Drunk on Light

Tree Surgeon

 

My father had warned me it was coming.

The Arctic Outbreak reached our shores this week. Temperatures in this normally temperate region plunged to below freezing. Currents changed course in the Puget Sound. High crisp winds slammed down trees and power lines. Busy with projects in our remodel, we hadn’t even been aware of Super Typhoon Nuri, and suddenly remnants of it were upon us.

Whatever am I going to do one day without my Dad watching out for all of us?

The problem was, our projects were all too close-up and indoors. Hanging wood blinds, installing door knobs, painting trim and doors, finding storage solutions, and finishing two baths.

We are at the end of our budget. No, we are well over budget. The contractors have moved on, and the rest has been up to us lately. With one exception: the men in trees.

What this exercise asks:
A – For each statement about the Arctic Outbreak post, say yes or no and quote the words that decide it: (i) the contractors are still working on the remodel; (ii) the remodel has gone over budget; (iii) temperatures in the region dropped below freezing.
B – Render this sentence from the Arctic Outbreak post in Spanish: "High crisp winds slammed down trees and power lines."
C – Extract the part of the Arctic Outbreak post from "Drunk on Light" to "were upon us.".
Rely only on the Arctic Outbreak post for what it states.

Study material:

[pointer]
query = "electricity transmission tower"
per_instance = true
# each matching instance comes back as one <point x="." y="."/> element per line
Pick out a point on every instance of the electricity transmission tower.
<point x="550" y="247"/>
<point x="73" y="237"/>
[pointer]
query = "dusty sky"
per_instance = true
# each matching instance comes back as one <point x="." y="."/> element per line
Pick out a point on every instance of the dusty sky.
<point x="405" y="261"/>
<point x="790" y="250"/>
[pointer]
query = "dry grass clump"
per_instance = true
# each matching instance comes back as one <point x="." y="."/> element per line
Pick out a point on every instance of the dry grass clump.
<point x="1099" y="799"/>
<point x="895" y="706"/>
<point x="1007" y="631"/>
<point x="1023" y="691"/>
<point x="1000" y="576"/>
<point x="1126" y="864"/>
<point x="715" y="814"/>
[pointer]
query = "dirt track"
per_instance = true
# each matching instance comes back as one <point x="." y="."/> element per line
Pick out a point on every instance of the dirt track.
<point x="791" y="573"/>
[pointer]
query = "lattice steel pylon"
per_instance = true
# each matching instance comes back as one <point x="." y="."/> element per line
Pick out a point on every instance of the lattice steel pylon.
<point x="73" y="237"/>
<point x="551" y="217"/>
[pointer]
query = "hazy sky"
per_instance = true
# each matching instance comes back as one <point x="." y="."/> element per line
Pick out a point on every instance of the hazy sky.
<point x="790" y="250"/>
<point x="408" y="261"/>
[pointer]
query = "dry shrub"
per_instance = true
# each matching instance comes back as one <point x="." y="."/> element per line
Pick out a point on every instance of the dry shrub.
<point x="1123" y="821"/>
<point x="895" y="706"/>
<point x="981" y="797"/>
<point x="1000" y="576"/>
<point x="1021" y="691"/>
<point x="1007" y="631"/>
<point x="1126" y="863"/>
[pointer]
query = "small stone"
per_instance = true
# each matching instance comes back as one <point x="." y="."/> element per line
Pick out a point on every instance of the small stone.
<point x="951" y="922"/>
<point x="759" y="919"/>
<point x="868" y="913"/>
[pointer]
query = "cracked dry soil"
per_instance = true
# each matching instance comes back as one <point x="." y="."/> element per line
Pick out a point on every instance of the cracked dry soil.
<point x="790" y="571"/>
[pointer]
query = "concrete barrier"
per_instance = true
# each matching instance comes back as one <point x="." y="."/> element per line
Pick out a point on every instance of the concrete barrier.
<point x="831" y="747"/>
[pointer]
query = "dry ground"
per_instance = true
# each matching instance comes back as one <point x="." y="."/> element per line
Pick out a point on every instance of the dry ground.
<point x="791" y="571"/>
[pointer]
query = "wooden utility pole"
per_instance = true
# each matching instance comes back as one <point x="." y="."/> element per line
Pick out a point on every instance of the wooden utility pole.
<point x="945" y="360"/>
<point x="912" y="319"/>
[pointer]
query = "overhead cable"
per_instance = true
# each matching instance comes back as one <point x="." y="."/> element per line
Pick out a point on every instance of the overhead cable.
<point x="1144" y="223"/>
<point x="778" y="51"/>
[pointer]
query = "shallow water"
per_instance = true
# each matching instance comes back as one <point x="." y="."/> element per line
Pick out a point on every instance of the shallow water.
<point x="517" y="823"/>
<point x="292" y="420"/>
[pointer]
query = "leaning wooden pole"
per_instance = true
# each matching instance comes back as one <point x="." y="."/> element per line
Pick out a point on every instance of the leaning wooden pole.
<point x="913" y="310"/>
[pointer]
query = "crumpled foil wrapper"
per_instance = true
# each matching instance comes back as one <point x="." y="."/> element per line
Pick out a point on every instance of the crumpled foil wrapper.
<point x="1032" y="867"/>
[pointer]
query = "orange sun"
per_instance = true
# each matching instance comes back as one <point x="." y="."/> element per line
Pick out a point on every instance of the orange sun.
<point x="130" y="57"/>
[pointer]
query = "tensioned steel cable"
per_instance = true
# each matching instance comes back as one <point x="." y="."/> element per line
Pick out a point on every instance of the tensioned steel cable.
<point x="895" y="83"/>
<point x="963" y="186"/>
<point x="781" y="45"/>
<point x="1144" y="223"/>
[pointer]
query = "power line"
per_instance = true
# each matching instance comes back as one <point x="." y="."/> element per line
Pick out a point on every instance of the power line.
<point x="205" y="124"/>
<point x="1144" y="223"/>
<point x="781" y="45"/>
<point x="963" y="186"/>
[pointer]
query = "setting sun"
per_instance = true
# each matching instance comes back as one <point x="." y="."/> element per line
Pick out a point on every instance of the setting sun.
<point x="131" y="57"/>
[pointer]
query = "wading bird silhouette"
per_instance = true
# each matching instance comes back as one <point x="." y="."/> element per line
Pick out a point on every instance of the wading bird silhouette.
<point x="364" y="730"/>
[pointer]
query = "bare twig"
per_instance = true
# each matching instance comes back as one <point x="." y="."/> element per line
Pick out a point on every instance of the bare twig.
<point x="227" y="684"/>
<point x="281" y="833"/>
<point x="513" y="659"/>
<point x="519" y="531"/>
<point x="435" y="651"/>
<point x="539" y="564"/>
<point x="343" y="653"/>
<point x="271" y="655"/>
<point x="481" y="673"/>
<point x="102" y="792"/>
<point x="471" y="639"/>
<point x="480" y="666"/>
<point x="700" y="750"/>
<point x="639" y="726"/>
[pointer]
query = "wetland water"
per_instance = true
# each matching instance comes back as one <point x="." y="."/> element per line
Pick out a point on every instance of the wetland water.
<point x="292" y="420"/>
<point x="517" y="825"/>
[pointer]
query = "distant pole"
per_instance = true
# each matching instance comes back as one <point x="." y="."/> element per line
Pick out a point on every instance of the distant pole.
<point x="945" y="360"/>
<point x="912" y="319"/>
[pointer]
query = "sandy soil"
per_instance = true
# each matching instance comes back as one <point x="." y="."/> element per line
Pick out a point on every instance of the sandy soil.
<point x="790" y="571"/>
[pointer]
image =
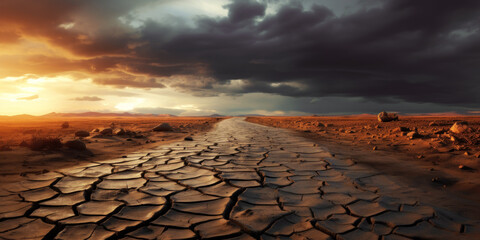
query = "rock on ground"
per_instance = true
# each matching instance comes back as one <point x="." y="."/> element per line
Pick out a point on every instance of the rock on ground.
<point x="106" y="131"/>
<point x="164" y="127"/>
<point x="82" y="133"/>
<point x="76" y="145"/>
<point x="459" y="127"/>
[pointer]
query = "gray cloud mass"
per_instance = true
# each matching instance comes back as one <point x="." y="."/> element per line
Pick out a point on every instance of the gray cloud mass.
<point x="397" y="51"/>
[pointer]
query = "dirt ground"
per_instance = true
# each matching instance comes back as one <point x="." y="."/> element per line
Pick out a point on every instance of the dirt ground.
<point x="434" y="158"/>
<point x="16" y="159"/>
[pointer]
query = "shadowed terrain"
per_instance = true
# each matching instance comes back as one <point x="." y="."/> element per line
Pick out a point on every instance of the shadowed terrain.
<point x="240" y="180"/>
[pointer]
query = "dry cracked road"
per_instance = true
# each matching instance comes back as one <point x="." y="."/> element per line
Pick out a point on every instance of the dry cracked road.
<point x="239" y="181"/>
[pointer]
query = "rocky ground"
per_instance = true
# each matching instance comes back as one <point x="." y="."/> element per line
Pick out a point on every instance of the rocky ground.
<point x="421" y="150"/>
<point x="39" y="144"/>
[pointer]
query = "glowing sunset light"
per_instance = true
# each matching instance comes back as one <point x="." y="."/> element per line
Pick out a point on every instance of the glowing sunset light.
<point x="237" y="57"/>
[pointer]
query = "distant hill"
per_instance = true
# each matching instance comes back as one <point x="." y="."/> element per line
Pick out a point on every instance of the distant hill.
<point x="98" y="114"/>
<point x="250" y="115"/>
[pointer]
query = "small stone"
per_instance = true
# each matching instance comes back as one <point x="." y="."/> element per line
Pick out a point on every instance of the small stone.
<point x="387" y="117"/>
<point x="119" y="132"/>
<point x="459" y="127"/>
<point x="76" y="145"/>
<point x="82" y="133"/>
<point x="463" y="167"/>
<point x="413" y="135"/>
<point x="106" y="131"/>
<point x="164" y="127"/>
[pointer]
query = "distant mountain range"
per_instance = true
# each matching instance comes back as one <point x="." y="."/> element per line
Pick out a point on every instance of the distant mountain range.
<point x="98" y="114"/>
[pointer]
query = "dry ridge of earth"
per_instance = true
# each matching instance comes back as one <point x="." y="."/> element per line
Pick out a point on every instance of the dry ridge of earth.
<point x="238" y="181"/>
<point x="420" y="149"/>
<point x="104" y="138"/>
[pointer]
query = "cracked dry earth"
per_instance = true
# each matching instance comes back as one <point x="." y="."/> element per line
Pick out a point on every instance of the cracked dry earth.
<point x="239" y="181"/>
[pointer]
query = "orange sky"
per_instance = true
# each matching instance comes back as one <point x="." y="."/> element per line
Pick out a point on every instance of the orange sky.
<point x="190" y="57"/>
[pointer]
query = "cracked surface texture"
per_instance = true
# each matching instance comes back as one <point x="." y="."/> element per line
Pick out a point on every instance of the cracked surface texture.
<point x="238" y="181"/>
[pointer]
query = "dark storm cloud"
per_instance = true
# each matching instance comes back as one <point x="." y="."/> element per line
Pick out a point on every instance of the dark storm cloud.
<point x="400" y="50"/>
<point x="29" y="98"/>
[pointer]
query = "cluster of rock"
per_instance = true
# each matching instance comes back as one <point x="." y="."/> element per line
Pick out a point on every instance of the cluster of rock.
<point x="164" y="127"/>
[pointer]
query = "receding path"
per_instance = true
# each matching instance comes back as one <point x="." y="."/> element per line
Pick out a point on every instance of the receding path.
<point x="240" y="181"/>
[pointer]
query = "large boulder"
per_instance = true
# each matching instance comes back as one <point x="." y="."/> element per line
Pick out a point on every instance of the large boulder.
<point x="459" y="127"/>
<point x="76" y="145"/>
<point x="106" y="131"/>
<point x="82" y="133"/>
<point x="387" y="117"/>
<point x="119" y="131"/>
<point x="164" y="127"/>
<point x="65" y="125"/>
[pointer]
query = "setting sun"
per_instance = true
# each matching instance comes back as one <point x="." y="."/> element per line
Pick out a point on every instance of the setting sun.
<point x="240" y="119"/>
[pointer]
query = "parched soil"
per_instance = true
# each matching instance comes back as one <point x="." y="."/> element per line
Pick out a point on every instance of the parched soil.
<point x="434" y="158"/>
<point x="16" y="159"/>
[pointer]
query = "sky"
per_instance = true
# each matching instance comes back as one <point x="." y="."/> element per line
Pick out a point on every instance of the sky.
<point x="232" y="57"/>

Response list:
A –
(i) No: "The contractors have moved on, and the rest has been up to us lately."
(ii) Yes: "No, we are well over budget."
(iii) Yes: "Temperatures in this normally temperate region plunged to below freezing."

B – Fuertes y gélidos vientos derribaron árboles y líneas eléctricas.

C –
Drunk on Light

Tree Surgeon

 

My father had warned me it was coming.

The Arctic Outbreak reached our shores this week. Temperatures in this normally temperate region plunged to below freezing. Currents changed course in the Puget Sound. High crisp winds slammed down trees and power lines. Busy with projects in our remodel, we hadn’t even been aware of Super Typhoon Nuri, and suddenly remnants of it were upon us.